> Document:
Leo Baeck Institute Lecture Series

Max Weber Lecture Series

Seminars - Spring 2020

17 March

Peter Burschel (Wolfenbüttel)
The Dance of the Tapuya: On the Cultural Coding of Skin Colour in the Early Modern Period

Peter Burschel is Professor of Medieval and Early Modern Cultural History at the University of Göttingen and Director of the Herzog August Bibliothek Wolfenbüttel. Among his many publications is Die Erfindung der Wahrheit: Eine andere Geschichte der frühen Neuzeit (2014).

His talk will show how European perceptions of skin colour—rather than primarily of skin markings, as had been the case in the Middle Ages—increasingly began to influence European perceptions of non-European ‘aliens’. He will argue that it was only during the sixteenth century that skin was seen as a ‘supra-individual’ distinguishing characteristic that made it possible to structure, classify, and, not least, to hierarchize intercultural encounters chromatically. This shows that the process was not merely about the perception of skin colour per se, but always also addressed the question of who was white, and who was not.

28 April

Samita Sen (Cambridge)

> Record extracts:
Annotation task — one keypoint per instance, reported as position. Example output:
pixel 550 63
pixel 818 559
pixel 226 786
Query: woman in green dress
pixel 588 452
---
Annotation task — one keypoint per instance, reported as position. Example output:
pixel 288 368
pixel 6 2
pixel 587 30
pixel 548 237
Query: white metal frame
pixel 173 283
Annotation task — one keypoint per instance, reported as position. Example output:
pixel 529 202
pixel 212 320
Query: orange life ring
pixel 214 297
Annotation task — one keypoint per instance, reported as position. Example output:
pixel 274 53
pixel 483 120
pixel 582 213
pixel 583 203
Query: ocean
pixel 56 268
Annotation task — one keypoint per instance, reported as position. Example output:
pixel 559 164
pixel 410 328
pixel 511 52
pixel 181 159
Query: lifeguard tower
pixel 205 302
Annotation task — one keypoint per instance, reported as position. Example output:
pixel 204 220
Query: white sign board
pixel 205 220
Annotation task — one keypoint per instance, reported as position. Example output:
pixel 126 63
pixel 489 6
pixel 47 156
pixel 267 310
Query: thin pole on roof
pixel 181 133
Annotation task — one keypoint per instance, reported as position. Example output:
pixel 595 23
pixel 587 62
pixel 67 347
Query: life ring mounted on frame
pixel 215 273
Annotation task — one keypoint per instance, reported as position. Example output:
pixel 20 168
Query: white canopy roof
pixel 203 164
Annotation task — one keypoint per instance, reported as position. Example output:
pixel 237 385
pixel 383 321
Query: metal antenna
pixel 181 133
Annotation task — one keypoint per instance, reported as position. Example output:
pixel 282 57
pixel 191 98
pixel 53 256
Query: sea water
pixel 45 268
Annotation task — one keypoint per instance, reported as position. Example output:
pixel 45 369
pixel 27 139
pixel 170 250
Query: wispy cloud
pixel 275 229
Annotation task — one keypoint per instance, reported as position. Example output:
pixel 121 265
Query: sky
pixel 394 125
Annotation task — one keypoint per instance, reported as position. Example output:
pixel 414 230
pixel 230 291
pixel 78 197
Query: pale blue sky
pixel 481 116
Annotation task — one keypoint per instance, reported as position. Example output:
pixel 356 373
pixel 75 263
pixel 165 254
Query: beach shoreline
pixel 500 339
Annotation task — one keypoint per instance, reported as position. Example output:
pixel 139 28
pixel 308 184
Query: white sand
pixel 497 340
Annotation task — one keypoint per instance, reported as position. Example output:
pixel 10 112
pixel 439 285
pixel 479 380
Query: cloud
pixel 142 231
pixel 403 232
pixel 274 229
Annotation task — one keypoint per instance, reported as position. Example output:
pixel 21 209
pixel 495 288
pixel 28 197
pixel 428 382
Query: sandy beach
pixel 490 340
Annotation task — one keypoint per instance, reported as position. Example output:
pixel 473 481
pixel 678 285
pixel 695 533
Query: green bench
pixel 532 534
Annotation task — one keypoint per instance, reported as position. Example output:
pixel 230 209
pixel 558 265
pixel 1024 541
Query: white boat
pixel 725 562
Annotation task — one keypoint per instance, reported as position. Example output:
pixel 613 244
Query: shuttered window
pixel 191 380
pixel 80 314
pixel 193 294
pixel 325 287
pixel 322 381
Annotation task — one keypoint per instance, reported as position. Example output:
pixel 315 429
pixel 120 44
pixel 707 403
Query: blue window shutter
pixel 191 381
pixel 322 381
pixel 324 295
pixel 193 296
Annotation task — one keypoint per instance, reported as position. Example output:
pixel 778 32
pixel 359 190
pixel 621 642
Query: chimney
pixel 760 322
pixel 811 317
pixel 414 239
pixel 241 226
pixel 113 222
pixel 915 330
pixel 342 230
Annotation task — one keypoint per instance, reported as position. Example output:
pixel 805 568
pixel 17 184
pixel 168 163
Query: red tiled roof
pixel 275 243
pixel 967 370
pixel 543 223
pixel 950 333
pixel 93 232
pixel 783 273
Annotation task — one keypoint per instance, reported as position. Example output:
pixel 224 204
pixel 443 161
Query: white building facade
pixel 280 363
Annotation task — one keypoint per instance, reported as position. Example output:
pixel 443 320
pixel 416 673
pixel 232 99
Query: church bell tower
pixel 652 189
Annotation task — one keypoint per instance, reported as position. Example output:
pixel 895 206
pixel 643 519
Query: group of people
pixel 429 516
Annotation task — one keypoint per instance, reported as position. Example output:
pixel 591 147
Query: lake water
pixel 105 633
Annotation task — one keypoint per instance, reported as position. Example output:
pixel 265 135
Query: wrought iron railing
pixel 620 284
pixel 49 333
==
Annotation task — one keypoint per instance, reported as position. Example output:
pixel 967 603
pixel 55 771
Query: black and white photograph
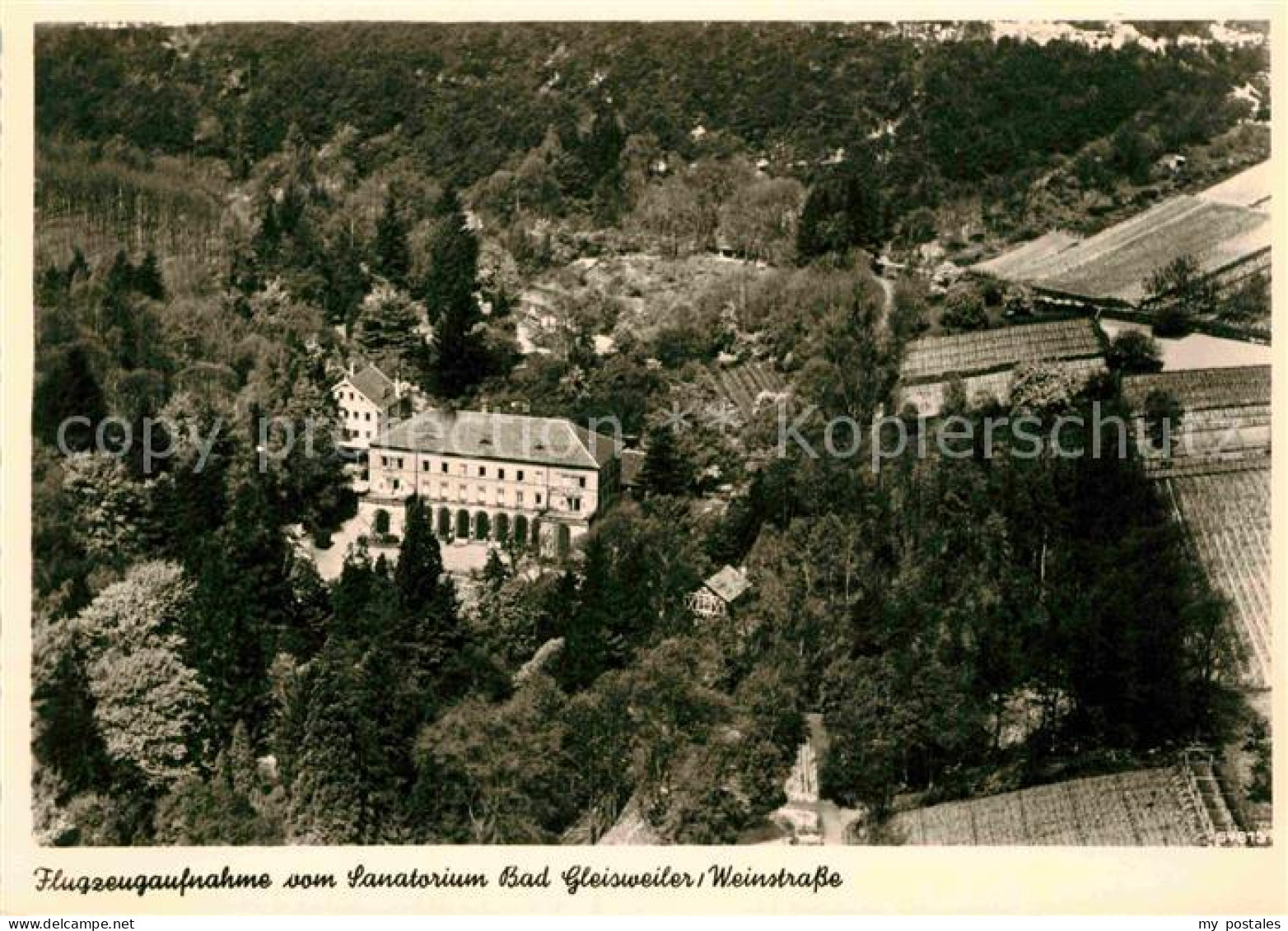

> Written request: Please continue the Spring 2020 seminar listing from where it stops, right after the line naming Samita Sen of Cambridge.

> Answer to the problem:
Making Coolies: Labour Brokerage and the Tea Industry in India, 1830–1930

Samita Sen is Vere Harmsworth Professor in Imperial and Naval History at Cambridge University. Her monograph on women’s employment in the jute industry in colonial Bengal (1999) won the Trevor Reese Prize in Commonwealth History. In 2016 she published the jointly written Domestic Days and edited Passage to Bondage.

Her presentation will focus on recruitment of labour for the Assam tea industry. It will be argued that recruitment for plantations in colonial India gave rise to institutions and agencies which became separate businesses in themselves. They maintained close links with the industry for which they supplied labour, but these two interests were not convergent since the recruiting agencies’ profitability depended on their ability to leverage the buyers. Moreover, the commercial brokerage of labour, which expanded its net across the country, drew into its profitable sway a vast network of recruiters at different levels as well as whole sets of social relationships and institutions.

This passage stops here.